* Directions for this task
Resize the answers in the lines from the one containing "Do you know where the overcast" up to and including the one containing "[297,87,311,105]", and give only those lines again with their requests unchanged. Multiply every bounding-box coordinate in the answers by 1.35 and round each result to a whole number, rounding halves up.

[Detection annotation items]
┄┄┄┄┄┄┄┄┄┄
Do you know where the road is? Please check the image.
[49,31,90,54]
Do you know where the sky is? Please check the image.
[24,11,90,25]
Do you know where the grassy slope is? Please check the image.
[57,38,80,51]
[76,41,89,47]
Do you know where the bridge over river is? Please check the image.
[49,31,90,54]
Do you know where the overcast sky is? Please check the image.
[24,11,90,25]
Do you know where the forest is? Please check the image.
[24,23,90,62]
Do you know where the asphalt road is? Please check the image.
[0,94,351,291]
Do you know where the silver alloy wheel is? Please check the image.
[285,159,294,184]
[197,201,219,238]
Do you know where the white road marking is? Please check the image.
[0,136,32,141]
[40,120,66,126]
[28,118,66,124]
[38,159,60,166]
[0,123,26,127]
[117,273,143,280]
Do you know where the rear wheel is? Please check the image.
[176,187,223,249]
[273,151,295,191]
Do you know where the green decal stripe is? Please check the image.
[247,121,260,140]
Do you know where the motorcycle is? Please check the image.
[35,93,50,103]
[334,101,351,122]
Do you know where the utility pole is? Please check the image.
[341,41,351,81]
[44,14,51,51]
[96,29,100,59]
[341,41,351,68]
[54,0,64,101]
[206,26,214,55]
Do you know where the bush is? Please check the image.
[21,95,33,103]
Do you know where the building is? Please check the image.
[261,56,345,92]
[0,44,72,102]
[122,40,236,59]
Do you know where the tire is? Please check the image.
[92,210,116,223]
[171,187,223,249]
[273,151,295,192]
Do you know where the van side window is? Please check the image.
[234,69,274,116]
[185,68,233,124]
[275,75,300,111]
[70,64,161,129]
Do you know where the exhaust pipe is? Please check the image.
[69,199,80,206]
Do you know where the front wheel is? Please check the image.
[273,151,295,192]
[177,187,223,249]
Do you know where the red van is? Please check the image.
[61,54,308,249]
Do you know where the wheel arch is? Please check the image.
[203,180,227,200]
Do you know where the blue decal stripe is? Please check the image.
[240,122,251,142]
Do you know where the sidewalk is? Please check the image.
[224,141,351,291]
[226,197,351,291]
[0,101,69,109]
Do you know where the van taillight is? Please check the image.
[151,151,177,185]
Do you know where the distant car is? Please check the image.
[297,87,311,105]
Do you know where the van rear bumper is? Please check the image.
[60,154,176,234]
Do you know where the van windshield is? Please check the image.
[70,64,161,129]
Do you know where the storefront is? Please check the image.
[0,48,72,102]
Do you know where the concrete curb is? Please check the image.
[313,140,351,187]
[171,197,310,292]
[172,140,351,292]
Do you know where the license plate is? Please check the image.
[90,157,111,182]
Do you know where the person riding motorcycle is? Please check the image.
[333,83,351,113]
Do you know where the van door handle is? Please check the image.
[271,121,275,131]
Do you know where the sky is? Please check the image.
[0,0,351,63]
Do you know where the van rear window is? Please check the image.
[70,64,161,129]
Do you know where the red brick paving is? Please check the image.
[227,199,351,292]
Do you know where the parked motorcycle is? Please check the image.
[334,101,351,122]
┄┄┄┄┄┄┄┄┄┄
* Expected output
Do you know where the overcast sky is? Please check the image.
[32,15,122,34]
Do you know where the forest is? Please check the image.
[32,31,122,84]
Do you know where the asphalt road is? Please check the image.
[0,127,474,393]
Do you know where the silver alloy wheel is? Please check the image.
[385,215,397,248]
[266,271,296,321]
Do you know where the white road marking is? Please check the image.
[0,184,43,190]
[54,162,89,170]
[38,159,89,167]
[51,215,81,224]
[0,166,35,171]
[158,369,193,378]
Do you know where the rear wheel is? Please check the image.
[238,252,301,336]
[369,204,398,258]
Do you know where the green decal stripe is? Please check the image.
[333,163,351,189]
Do you know where the motorcycle is? Please check the image.
[47,126,68,139]
[451,136,474,165]
Do you know where the utility pole is? Please check the image.
[460,55,474,109]
[59,19,69,69]
[130,39,135,80]
[460,55,474,92]
[73,0,86,136]
[278,35,289,74]
Do you know where the bush is? Please check the image.
[28,128,45,139]
Do you know where the building is? Please check the image.
[352,76,466,124]
[0,59,97,138]
[165,54,319,80]
Do you know where the tire is? Please check the image.
[124,284,157,301]
[231,252,301,336]
[369,204,398,259]
Do you know where the van side window is? Please check the image.
[316,93,370,157]
[250,92,315,167]
[371,101,405,150]
[95,86,217,174]
Do you know where the exhaust pipe is? Please check the image.
[93,269,108,278]
Do you know where the front wheel is? Please check the image.
[369,204,398,259]
[239,252,301,336]
Do you know where the red van is? Please check the image.
[82,73,416,336]
Do you know where the wheel arch is? Please check the image.
[274,243,306,270]
Do you know where the blue decal stripe is? Please check the image.
[324,165,339,192]
Do you know where the sidewalk is? Please check the image.
[302,190,474,393]
[305,266,474,393]
[0,136,93,147]
Do you know where the van taillight is? Please check the image.
[204,204,239,250]
Do you know where the distant car is? Please check the image.
[401,117,420,142]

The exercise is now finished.